### Exercise
Could you write out every record below exactly, leaving out any pictures?

### Data provided

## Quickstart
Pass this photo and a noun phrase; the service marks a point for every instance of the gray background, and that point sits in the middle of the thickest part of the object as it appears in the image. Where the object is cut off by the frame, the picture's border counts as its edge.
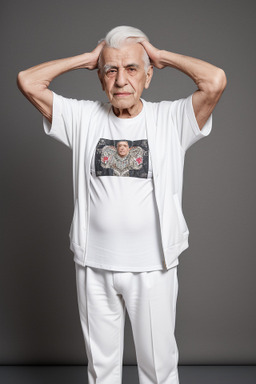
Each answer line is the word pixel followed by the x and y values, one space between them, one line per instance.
pixel 216 313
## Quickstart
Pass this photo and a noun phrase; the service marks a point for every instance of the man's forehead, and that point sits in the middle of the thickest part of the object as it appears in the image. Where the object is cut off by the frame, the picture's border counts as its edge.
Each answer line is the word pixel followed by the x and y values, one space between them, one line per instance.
pixel 130 53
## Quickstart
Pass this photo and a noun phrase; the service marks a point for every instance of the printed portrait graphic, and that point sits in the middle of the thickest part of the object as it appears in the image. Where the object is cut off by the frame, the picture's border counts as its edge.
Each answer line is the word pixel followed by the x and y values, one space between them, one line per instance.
pixel 122 158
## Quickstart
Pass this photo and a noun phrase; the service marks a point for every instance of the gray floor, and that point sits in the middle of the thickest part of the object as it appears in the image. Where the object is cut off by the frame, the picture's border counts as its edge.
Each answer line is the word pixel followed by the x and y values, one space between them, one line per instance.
pixel 78 375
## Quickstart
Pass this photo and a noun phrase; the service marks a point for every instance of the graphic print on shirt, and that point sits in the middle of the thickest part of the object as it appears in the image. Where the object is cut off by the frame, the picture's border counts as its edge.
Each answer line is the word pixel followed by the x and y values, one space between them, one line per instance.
pixel 122 158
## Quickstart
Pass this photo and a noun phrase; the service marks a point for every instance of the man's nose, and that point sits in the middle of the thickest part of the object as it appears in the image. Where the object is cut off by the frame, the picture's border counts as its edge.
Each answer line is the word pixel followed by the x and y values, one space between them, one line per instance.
pixel 121 79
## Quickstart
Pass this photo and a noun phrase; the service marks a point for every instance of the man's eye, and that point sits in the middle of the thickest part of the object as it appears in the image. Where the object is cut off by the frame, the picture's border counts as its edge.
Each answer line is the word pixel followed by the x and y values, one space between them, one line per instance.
pixel 111 72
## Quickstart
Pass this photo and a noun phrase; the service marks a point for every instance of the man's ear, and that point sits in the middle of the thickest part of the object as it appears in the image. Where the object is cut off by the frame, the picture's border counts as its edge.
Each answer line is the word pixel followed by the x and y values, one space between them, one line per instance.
pixel 101 80
pixel 149 76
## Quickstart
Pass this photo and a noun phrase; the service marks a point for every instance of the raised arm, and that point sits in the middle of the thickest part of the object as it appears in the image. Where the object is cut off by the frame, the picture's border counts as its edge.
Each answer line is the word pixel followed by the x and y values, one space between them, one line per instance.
pixel 34 82
pixel 210 80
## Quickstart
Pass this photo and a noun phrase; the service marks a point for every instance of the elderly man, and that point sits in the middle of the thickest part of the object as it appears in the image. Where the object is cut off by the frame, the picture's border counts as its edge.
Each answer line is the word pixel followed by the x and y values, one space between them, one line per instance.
pixel 127 232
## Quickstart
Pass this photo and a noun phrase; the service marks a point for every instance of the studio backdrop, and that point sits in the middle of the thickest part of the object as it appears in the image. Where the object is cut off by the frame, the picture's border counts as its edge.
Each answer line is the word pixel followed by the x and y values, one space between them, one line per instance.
pixel 216 315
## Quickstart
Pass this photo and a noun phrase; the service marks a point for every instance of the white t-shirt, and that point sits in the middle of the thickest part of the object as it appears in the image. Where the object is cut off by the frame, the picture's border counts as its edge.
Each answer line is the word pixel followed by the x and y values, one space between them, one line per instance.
pixel 124 231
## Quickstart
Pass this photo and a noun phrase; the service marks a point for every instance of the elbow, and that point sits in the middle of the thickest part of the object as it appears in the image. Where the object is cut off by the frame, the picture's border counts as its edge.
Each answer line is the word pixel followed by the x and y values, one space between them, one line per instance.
pixel 22 82
pixel 219 82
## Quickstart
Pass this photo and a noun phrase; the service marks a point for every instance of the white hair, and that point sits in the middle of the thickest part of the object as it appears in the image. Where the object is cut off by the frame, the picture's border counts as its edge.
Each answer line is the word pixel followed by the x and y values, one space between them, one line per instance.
pixel 118 36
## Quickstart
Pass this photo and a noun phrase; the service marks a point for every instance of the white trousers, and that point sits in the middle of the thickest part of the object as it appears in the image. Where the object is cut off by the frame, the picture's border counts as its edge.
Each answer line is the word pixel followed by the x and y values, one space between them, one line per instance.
pixel 150 300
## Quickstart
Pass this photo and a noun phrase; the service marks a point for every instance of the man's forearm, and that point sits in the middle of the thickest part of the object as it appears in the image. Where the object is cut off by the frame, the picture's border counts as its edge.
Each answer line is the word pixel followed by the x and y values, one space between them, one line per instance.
pixel 207 77
pixel 40 76
pixel 34 82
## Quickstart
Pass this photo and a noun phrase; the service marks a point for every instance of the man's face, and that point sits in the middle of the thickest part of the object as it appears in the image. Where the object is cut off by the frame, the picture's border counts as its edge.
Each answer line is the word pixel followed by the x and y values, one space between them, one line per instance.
pixel 123 75
pixel 122 148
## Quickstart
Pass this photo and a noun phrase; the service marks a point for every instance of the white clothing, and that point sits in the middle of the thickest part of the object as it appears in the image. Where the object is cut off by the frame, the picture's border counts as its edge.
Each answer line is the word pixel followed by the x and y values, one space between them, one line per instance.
pixel 171 129
pixel 150 300
pixel 124 232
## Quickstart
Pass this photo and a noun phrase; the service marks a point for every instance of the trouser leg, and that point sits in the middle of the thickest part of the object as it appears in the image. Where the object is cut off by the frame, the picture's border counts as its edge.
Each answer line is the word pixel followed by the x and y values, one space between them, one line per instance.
pixel 102 316
pixel 150 300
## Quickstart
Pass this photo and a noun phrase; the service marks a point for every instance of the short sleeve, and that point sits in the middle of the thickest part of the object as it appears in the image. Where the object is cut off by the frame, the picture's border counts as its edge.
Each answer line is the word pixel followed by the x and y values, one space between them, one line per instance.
pixel 184 119
pixel 65 117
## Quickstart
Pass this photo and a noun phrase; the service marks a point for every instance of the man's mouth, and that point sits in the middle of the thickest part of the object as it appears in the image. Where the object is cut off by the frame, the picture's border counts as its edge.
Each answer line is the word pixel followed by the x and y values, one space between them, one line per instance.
pixel 122 94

### Exercise answer
## Quickstart
Pass this photo and a noun phrase; the service marks a point for every instance of the gray background, and that point sits in the middle of the thickest part of the object as it appears in the image. Where the object is cut off by the frame, the picture's border counts as its edge.
Each answer line is the word pixel followed by the x and y values, one space between them, one line per instance.
pixel 216 313
## Quickstart
Pass this photo and a noun phrase; the service marks a point for every instance of the man's forehead, and that point sits in the middle of the thickest part of the object as it appears in the image. Where the object is cut off by the frame, the picture's border counts as its edge.
Each answer line is the word pixel followed by the x and y values, one space between them, one line per instance.
pixel 130 53
## Quickstart
Pass this photo and a noun phrase; the service marks a point for every instance of the printed portrait graphic, and that point sits in the middle of the thickest part of the object as it appears in the image. Where the object is cut off by the frame, the picture's border counts as its edge.
Each answer line is the word pixel followed by the x and y values, one space between them, one line per instance.
pixel 122 158
## Quickstart
Pass this photo and a noun phrase; the service marks a point for every instance of the gray floor, and that point sits in the middle of the thickest part of the object as it appears in the image. Where the object is cut off by the frame, the picture's border counts as its edge.
Each answer line is the word pixel followed by the x and y values, one space between them, one line per instance.
pixel 78 375
## Quickstart
Pass this photo and a noun phrase; the service marks a point for every instance of the graphic print on shirt, and that point sits in the middle of the thickest part of the object as it appears in the image. Where the object is cut off by the frame, the picture's border counts as its edge.
Each answer line is the word pixel followed by the x and y values, one space between them, one line per instance.
pixel 122 158
## Quickstart
Pass this photo and a noun phrase; the service marks a point for every instance of the man's nose, and that point sits in the middle of the thickest part of the object as it appears in the image. Where the object is cut off by the frame, the picture's border counts as its edge.
Each answer line is the word pixel followed by the x and y values, one space between them, one line per instance.
pixel 121 79
## Quickstart
Pass this photo and a noun phrase; the service marks a point for every instance of the man's eye, and that point sits in the middle of the thickest part of the object as it appears in the image. Where the object is cut off by the frame, the picture's border counts as its edge.
Each answer line is the word pixel followed by the x and y values, one space between them, one line per instance.
pixel 111 72
## Quickstart
Pass this photo and a noun phrase; the service marks a point for every instance of the man's ear, and that point sits in the middle of the thickest part of the object as it appears in the image. Where the object is cut off by the frame, the picture's border counts as its edge.
Each answer line is the word pixel followed by the x and y values, one space between them, one line per instance.
pixel 101 80
pixel 149 76
## Quickstart
Pass this photo and a noun phrase; the service marks a point for every instance of the raised arm, and that point sits in the middle of the thickest part of the object as it appears in the image. Where the object is cut off by the frame, the picture's border counts as its edge.
Each answer line is the word pixel followed by the x and y values, one space between them, one line per instance.
pixel 34 82
pixel 210 80
## Quickstart
Pass this photo and a noun phrase; the service marks a point for every instance of the elderly man, and that point sits in the middle of the thickest part of the object as it appears in the image. Where the object is cut off by the frame, the picture's border counts as its edge.
Each answer line is the word pixel followed by the x and y values, one space between them, one line per instance.
pixel 127 232
## Quickstart
Pass this photo and a noun phrase; the service marks a point for every instance of the studio backdrop, and that point sits in the middle of the thickest part of the object as it appears in the image. Where the object is cut off by the frame, the picture's border counts as its edge.
Each answer line is the word pixel followed by the x and y values, one space between them, one line per instance.
pixel 216 315
## Quickstart
Pass this photo and a noun phrase; the service marks a point for every instance of the white t-shirt, and that point sits in the middle of the thickest part of the object as it appears in the image. Where the object is cut off by the frame, the picture's border counts as its edge.
Each answer line is the word pixel followed by the x and y values, one space between them, one line per instance.
pixel 124 231
## Quickstart
Pass this photo and a noun phrase; the service marks a point for every instance of the elbow, and that point sits in the middle of the thickest part of the object as it appears in the image. Where the object is cut off by the frame, the picture's border counts as its edge.
Each answer line is the word pixel followed by the x and y values, one space between them, one line per instance.
pixel 22 82
pixel 219 82
## Quickstart
Pass this photo and a noun phrase; the service marks a point for every instance of the white hair, and that point sits in the middle of the thickest part of the object as it appears in the image. Where the object is cut off by the frame, the picture's border counts as its edge.
Each answer line is the word pixel followed by the x and y values, one space between them, one line per instance.
pixel 118 36
## Quickstart
Pass this photo and a noun phrase; the service marks a point for every instance of the white trousers, and that point sits in the middle of the thickest part of the object as it appears in the image. Where the object is cut off by the frame, the picture's border counts as its edge.
Each answer line is the word pixel followed by the x and y values, one space between them, one line per instance.
pixel 150 300
## Quickstart
Pass this photo and a noun phrase; the service marks a point for every instance of the man's forearm, and that point sits in the middle of the thickest part of the object as it appears in the image. Where the object is cut off by the frame, the picture's border counts as its edge.
Each answer line is the word pixel followed by the x and y values, one space between them, one line per instance.
pixel 207 77
pixel 40 76
pixel 34 82
## Quickstart
Pass this photo and a noun phrase; the service marks a point for every instance of the man's face, and that point sits in the middle of the thickest part of the object as it appears in the image. Where the object is cut off by the frame, the picture's border counts as its edge.
Each answer line is the word pixel followed by the x and y values, one space between them, one line per instance.
pixel 123 75
pixel 122 148
## Quickstart
Pass this photo and a noun phrase; the service marks a point for every instance of the white clothing, and that point sits in the middle of the thickest part of the object as it appears in the image. Where the object is cut off by the frame, the picture's border counts as its edge.
Each answer line is the word pixel followed by the x and y values, one space between them, one line per instance.
pixel 171 129
pixel 150 300
pixel 124 232
## Quickstart
Pass this photo and a noun phrase; the service marks a point for every instance of the trouser leg, and that point sits in the middle of the thickest part of the object as it appears in the image. Where the object is cut off by the frame, the picture's border counts as its edge.
Each answer line is the word pixel followed by the x and y values, one space between them, one line per instance.
pixel 102 316
pixel 150 300
## Quickstart
Pass this photo and a noun phrase; the service marks a point for every instance of the short sleeve, and that point sits in the middle of the thickest part of the object as it appears in the image. Where the object is cut off by the frame, the picture's border counts as its edge.
Each answer line is the word pixel followed by the x and y values, one space between them, one line per instance.
pixel 184 119
pixel 65 117
## Quickstart
Pass this photo and a noun phrase; the service marks a point for every instance of the man's mouth, and that point sits in the middle of the thickest part of the object as it appears in the image. Where the object is cut off by the frame, the picture's border counts as its edge.
Each answer line is the word pixel followed by the x and y values, one space between them, one line per instance.
pixel 122 94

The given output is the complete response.